Source data
* Begin *

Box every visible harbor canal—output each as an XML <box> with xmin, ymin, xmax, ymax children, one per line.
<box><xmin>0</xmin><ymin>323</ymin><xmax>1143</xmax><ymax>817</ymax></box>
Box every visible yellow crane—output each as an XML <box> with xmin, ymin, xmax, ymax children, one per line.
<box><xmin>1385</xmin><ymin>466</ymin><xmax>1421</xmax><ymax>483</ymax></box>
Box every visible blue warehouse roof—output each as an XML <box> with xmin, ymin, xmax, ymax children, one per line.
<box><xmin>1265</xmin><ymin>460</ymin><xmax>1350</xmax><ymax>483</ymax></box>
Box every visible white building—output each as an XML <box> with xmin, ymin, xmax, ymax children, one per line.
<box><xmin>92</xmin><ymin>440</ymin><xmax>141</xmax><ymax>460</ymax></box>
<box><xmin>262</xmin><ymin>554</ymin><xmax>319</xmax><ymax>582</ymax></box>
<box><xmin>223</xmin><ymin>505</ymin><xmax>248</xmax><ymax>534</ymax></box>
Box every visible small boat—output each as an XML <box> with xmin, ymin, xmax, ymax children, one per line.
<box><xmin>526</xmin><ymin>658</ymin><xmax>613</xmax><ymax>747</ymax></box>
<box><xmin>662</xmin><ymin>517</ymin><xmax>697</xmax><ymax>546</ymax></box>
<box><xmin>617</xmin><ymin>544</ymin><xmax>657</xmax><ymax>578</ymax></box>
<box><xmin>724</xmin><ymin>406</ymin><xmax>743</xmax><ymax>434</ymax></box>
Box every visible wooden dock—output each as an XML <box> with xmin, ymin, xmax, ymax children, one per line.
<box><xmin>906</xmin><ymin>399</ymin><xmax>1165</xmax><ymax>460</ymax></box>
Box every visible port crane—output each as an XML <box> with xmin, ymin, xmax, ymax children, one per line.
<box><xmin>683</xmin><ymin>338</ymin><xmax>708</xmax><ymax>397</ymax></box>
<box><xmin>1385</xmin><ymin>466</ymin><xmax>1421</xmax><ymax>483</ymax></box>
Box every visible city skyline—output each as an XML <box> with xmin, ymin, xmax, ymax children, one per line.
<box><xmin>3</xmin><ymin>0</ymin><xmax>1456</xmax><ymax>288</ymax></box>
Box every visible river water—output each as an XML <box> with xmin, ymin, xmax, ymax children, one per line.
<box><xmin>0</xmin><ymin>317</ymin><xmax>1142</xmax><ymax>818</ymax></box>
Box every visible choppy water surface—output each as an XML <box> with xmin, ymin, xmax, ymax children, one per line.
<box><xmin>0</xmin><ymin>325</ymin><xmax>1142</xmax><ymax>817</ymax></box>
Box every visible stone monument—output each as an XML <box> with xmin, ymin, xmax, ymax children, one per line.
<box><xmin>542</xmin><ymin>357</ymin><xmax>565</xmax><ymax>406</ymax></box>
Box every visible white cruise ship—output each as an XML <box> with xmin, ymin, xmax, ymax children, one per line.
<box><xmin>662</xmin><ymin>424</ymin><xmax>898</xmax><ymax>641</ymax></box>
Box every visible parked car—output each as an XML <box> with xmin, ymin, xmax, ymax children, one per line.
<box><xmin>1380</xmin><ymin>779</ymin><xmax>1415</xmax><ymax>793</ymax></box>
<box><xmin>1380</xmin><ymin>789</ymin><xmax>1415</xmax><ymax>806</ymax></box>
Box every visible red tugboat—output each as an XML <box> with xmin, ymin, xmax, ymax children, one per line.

* End *

*To do*
Arrange every line of the data above into a numbered list, and omit any blank lines.

*Final answer*
1. Box every visible harbor canal—output each as an XML <box> with xmin, ymin, xmax, ymax children, one per line.
2. <box><xmin>0</xmin><ymin>323</ymin><xmax>1143</xmax><ymax>817</ymax></box>
3. Box every visible yellow crane—output each as an XML <box> with xmin, ymin, xmax, ymax children, one per line.
4. <box><xmin>1385</xmin><ymin>466</ymin><xmax>1421</xmax><ymax>483</ymax></box>
5. Box every visible blue warehouse roof—output each as an XML <box> with xmin, ymin, xmax, ymax children, one per line.
6. <box><xmin>1265</xmin><ymin>460</ymin><xmax>1350</xmax><ymax>483</ymax></box>
7. Box every visible white building—output each as an XML <box> with xmin, ymin, xmax, ymax children, one per line.
8. <box><xmin>92</xmin><ymin>440</ymin><xmax>141</xmax><ymax>460</ymax></box>
9. <box><xmin>262</xmin><ymin>554</ymin><xmax>319</xmax><ymax>582</ymax></box>
10. <box><xmin>223</xmin><ymin>505</ymin><xmax>248</xmax><ymax>534</ymax></box>
11. Box every visible small boat—output each as an XML <box> with xmin, ymin, xmax, ymax children, one per line.
12. <box><xmin>526</xmin><ymin>658</ymin><xmax>613</xmax><ymax>747</ymax></box>
13. <box><xmin>662</xmin><ymin>517</ymin><xmax>697</xmax><ymax>546</ymax></box>
14. <box><xmin>617</xmin><ymin>544</ymin><xmax>657</xmax><ymax>578</ymax></box>
15. <box><xmin>724</xmin><ymin>406</ymin><xmax>743</xmax><ymax>434</ymax></box>
16. Box every visible wooden dock—output each as an XML <box> with xmin, ymin, xmax, ymax children, one per line.
17. <box><xmin>906</xmin><ymin>399</ymin><xmax>1165</xmax><ymax>460</ymax></box>
18. Box every visible port crane—output each as an XML <box> with xmin, ymin, xmax, ymax children, one per line.
19. <box><xmin>683</xmin><ymin>338</ymin><xmax>708</xmax><ymax>397</ymax></box>
20. <box><xmin>1385</xmin><ymin>466</ymin><xmax>1421</xmax><ymax>483</ymax></box>
21. Box every visible city skyline—output each as an XML <box> with xmin, ymin, xmax, ymax children, one per line.
22. <box><xmin>3</xmin><ymin>0</ymin><xmax>1456</xmax><ymax>288</ymax></box>
23. Box every visible river water—output each as an XML <box> with xmin, ymin, xmax, ymax children, one per line.
24. <box><xmin>0</xmin><ymin>317</ymin><xmax>1142</xmax><ymax>818</ymax></box>
25. Box every visible choppy water surface—output each as an XML <box> with xmin, ymin, xmax, ymax children, one per line.
26. <box><xmin>0</xmin><ymin>325</ymin><xmax>1142</xmax><ymax>817</ymax></box>
27. Box every visible stone monument—output each as an XML <box> with xmin, ymin, xmax, ymax children, one per line.
28. <box><xmin>542</xmin><ymin>357</ymin><xmax>565</xmax><ymax>406</ymax></box>
29. Box every visible white cruise ship—output each as an XML <box> with xmin, ymin, xmax, ymax children, one per line.
30. <box><xmin>662</xmin><ymin>424</ymin><xmax>898</xmax><ymax>641</ymax></box>
31. Box every visible parked car—output each as an XML <box> with xmin, ymin, xmax, ymax children, one per line.
32. <box><xmin>1380</xmin><ymin>779</ymin><xmax>1415</xmax><ymax>793</ymax></box>
33. <box><xmin>1380</xmin><ymin>789</ymin><xmax>1415</xmax><ymax>806</ymax></box>
34. Box every visible red tugboat—output each as an XML <box> with xmin, ymin, xmax, ymax children, one per line.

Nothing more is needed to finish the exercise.